**Exercise data**
● ● ● ● ● ● ●
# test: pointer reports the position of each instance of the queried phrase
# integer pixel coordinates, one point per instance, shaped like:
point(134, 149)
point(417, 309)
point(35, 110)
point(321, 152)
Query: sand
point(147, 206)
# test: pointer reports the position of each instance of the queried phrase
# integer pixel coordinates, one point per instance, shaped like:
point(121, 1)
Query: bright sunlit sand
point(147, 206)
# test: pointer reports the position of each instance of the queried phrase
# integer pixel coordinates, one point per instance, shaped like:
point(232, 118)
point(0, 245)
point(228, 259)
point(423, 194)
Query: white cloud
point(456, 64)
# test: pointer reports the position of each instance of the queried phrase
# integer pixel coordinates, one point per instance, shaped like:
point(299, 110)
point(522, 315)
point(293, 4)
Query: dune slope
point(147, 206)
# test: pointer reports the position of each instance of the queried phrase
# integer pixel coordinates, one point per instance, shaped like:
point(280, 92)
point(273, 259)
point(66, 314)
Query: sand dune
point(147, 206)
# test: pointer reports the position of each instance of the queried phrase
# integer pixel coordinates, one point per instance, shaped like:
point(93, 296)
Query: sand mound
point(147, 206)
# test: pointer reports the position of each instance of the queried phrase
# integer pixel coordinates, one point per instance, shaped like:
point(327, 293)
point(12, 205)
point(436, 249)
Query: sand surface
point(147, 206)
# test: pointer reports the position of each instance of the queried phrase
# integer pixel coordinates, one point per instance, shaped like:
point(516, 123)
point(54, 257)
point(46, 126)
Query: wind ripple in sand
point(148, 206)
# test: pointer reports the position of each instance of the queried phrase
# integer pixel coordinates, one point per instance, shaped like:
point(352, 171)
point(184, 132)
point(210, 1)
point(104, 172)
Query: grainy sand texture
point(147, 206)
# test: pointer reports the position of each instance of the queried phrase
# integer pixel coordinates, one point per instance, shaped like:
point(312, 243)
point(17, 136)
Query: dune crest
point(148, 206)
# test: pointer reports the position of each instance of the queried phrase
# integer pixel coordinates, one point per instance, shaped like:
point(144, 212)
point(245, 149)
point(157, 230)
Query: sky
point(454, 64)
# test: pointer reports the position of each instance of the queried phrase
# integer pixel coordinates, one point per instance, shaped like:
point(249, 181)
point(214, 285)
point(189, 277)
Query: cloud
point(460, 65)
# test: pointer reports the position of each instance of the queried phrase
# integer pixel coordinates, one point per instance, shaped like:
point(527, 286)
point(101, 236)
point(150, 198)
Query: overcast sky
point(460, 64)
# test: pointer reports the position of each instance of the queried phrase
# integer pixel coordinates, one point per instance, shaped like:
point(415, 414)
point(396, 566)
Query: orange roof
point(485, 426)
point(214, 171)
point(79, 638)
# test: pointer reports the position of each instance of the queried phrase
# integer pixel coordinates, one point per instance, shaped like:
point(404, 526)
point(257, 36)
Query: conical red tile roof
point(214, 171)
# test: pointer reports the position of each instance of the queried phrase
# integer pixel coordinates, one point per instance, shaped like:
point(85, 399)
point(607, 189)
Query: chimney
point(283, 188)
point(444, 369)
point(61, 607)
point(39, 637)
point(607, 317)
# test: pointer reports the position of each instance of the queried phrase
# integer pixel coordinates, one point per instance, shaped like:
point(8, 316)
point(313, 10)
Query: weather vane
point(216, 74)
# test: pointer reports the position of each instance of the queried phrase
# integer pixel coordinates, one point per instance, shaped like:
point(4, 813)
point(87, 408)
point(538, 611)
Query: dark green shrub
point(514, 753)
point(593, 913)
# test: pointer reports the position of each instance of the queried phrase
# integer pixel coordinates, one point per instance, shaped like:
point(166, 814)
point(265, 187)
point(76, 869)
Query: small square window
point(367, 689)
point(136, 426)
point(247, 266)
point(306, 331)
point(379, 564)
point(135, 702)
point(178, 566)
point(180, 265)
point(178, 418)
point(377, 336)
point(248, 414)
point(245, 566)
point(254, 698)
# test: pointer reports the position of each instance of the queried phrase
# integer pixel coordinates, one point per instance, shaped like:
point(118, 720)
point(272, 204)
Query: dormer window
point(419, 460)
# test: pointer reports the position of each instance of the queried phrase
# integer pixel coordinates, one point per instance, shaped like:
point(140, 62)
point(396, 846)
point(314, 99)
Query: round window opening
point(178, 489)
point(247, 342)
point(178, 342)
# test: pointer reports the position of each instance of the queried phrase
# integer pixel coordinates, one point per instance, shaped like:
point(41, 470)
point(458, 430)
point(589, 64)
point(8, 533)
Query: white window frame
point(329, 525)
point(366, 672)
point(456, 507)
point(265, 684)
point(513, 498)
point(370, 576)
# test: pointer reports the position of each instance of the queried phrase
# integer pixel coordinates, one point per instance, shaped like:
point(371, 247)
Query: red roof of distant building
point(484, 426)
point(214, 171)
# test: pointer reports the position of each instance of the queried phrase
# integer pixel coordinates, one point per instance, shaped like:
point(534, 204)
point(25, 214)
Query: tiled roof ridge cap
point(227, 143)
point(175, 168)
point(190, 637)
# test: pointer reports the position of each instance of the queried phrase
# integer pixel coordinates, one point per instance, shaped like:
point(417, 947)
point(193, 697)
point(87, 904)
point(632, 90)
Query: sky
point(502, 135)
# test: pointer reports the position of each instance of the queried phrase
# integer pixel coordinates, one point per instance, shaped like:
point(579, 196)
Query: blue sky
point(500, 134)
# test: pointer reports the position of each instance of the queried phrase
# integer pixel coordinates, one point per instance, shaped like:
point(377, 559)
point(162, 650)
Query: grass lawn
● ● ● ● ● ● ●
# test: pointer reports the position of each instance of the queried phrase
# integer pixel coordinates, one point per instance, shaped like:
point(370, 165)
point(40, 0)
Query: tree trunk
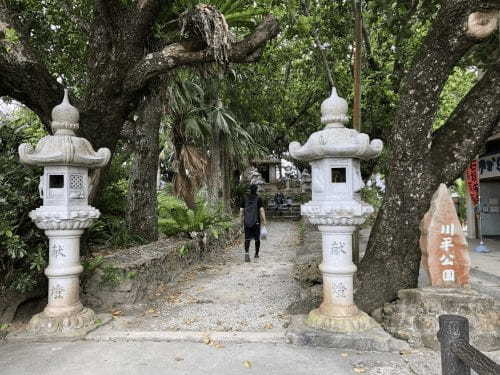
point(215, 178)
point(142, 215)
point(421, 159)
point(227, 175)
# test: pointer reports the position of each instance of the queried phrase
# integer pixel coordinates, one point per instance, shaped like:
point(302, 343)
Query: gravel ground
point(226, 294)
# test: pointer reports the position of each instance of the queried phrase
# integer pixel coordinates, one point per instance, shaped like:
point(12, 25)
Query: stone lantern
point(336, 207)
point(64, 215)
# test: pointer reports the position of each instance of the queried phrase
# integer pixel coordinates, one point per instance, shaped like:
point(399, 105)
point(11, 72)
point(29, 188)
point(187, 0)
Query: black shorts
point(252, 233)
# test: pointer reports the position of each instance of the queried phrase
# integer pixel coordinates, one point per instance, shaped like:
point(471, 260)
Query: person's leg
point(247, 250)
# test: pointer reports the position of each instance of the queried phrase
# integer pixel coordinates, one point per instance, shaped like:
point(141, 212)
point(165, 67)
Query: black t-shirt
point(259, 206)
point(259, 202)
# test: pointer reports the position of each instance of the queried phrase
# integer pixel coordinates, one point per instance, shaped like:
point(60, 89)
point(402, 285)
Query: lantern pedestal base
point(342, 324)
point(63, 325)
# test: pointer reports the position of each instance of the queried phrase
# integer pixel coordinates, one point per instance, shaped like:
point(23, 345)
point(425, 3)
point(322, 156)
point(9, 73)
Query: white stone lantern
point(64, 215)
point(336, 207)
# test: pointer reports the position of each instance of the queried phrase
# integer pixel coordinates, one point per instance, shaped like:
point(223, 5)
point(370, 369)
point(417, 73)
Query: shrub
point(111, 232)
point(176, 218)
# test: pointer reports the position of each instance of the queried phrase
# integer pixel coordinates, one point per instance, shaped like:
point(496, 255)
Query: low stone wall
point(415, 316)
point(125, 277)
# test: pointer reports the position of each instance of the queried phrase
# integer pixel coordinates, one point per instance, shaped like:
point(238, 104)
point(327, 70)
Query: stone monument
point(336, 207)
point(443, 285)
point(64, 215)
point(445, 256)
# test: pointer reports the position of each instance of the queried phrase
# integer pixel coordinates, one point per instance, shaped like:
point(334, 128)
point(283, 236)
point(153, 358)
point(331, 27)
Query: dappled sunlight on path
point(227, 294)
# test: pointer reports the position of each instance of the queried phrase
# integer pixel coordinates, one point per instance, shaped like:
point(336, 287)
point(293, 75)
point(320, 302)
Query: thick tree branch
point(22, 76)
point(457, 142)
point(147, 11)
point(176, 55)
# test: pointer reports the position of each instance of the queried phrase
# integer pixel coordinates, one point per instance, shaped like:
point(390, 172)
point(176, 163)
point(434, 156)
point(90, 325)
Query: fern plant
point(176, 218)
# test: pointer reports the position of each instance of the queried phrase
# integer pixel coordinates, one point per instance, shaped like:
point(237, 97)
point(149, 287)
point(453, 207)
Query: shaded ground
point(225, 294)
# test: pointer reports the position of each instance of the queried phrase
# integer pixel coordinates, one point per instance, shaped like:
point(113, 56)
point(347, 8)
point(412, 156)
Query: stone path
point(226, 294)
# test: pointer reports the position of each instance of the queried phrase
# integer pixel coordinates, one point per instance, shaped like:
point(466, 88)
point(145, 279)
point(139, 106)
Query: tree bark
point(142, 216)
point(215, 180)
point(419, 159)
● ● ● ● ● ● ●
**What you should do**
Which lines in the entries above contain the word "ground"? Return every such line in full, counting only matches with the same uppercase and lowercase letters.

**Answer for this exercise**
Query: gravel ground
Query: shaded ground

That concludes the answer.